▶ _Exercise prompt_: Write out every line of the material below as a JSON list of strings, one string per line, skipping blank lines.

▶ _Entries_:
## start

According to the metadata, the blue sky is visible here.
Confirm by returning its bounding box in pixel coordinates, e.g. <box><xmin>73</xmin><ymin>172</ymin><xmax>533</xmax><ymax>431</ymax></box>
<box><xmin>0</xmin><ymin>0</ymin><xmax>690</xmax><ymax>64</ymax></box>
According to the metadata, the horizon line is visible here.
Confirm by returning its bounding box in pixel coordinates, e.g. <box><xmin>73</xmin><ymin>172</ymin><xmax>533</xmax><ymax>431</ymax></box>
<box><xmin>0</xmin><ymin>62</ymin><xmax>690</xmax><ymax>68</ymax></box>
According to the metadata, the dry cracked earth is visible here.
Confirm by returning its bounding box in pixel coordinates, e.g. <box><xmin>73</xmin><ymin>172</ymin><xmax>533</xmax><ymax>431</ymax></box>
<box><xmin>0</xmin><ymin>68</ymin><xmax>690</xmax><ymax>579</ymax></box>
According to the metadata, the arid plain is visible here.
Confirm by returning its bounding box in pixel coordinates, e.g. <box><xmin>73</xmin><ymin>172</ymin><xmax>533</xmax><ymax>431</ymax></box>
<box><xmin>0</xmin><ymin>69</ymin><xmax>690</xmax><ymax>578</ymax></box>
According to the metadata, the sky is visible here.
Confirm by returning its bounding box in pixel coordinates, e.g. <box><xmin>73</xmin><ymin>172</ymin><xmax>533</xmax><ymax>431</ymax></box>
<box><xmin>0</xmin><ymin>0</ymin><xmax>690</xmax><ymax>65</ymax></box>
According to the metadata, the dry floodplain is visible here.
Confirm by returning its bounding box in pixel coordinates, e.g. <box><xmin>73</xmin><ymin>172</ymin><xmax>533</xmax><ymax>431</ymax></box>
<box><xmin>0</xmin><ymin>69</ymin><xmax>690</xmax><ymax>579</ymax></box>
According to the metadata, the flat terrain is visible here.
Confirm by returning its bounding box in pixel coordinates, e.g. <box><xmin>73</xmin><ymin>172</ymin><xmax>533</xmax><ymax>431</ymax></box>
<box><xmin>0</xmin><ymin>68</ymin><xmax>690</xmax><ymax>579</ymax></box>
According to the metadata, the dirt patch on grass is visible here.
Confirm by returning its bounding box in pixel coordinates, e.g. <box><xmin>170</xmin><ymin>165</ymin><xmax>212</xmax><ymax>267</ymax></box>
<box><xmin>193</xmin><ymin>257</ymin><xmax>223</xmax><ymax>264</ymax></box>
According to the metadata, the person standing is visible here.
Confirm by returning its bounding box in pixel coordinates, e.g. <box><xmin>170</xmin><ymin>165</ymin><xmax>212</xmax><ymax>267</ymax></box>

## end

▶ _Task result_:
[
  "According to the metadata, the blue sky is visible here.",
  "Confirm by returning its bounding box in pixel coordinates, e.g. <box><xmin>73</xmin><ymin>172</ymin><xmax>533</xmax><ymax>431</ymax></box>",
  "<box><xmin>0</xmin><ymin>0</ymin><xmax>690</xmax><ymax>64</ymax></box>",
  "According to the metadata, the horizon line is visible here.",
  "Confirm by returning its bounding box in pixel coordinates, e.g. <box><xmin>73</xmin><ymin>172</ymin><xmax>533</xmax><ymax>431</ymax></box>",
  "<box><xmin>0</xmin><ymin>62</ymin><xmax>690</xmax><ymax>68</ymax></box>",
  "According to the metadata, the dry cracked earth is visible here.",
  "Confirm by returning its bounding box in pixel coordinates, e.g. <box><xmin>73</xmin><ymin>172</ymin><xmax>533</xmax><ymax>431</ymax></box>",
  "<box><xmin>0</xmin><ymin>68</ymin><xmax>690</xmax><ymax>579</ymax></box>",
  "According to the metadata, the arid plain is visible here.",
  "Confirm by returning its bounding box in pixel coordinates, e.g. <box><xmin>73</xmin><ymin>172</ymin><xmax>533</xmax><ymax>431</ymax></box>",
  "<box><xmin>0</xmin><ymin>69</ymin><xmax>690</xmax><ymax>578</ymax></box>",
  "According to the metadata, the sky is visible here.",
  "Confirm by returning its bounding box in pixel coordinates, e.g. <box><xmin>73</xmin><ymin>172</ymin><xmax>533</xmax><ymax>431</ymax></box>",
  "<box><xmin>0</xmin><ymin>0</ymin><xmax>690</xmax><ymax>65</ymax></box>",
  "According to the metadata, the dry floodplain is visible here.",
  "Confirm by returning its bounding box in pixel coordinates, e.g. <box><xmin>73</xmin><ymin>172</ymin><xmax>533</xmax><ymax>431</ymax></box>",
  "<box><xmin>0</xmin><ymin>69</ymin><xmax>690</xmax><ymax>579</ymax></box>",
  "According to the metadata, the flat terrain is visible here.",
  "Confirm by returning its bounding box in pixel coordinates, e.g. <box><xmin>73</xmin><ymin>172</ymin><xmax>533</xmax><ymax>431</ymax></box>",
  "<box><xmin>0</xmin><ymin>68</ymin><xmax>690</xmax><ymax>579</ymax></box>",
  "According to the metadata, the dirt patch on grass is visible here.",
  "Confirm by returning its bounding box in pixel coordinates, e.g. <box><xmin>170</xmin><ymin>165</ymin><xmax>212</xmax><ymax>267</ymax></box>",
  "<box><xmin>193</xmin><ymin>257</ymin><xmax>223</xmax><ymax>264</ymax></box>",
  "According to the metadata, the person standing is visible here.",
  "Confirm by returning its bounding box in pixel coordinates, e.g. <box><xmin>170</xmin><ymin>165</ymin><xmax>212</xmax><ymax>267</ymax></box>"
]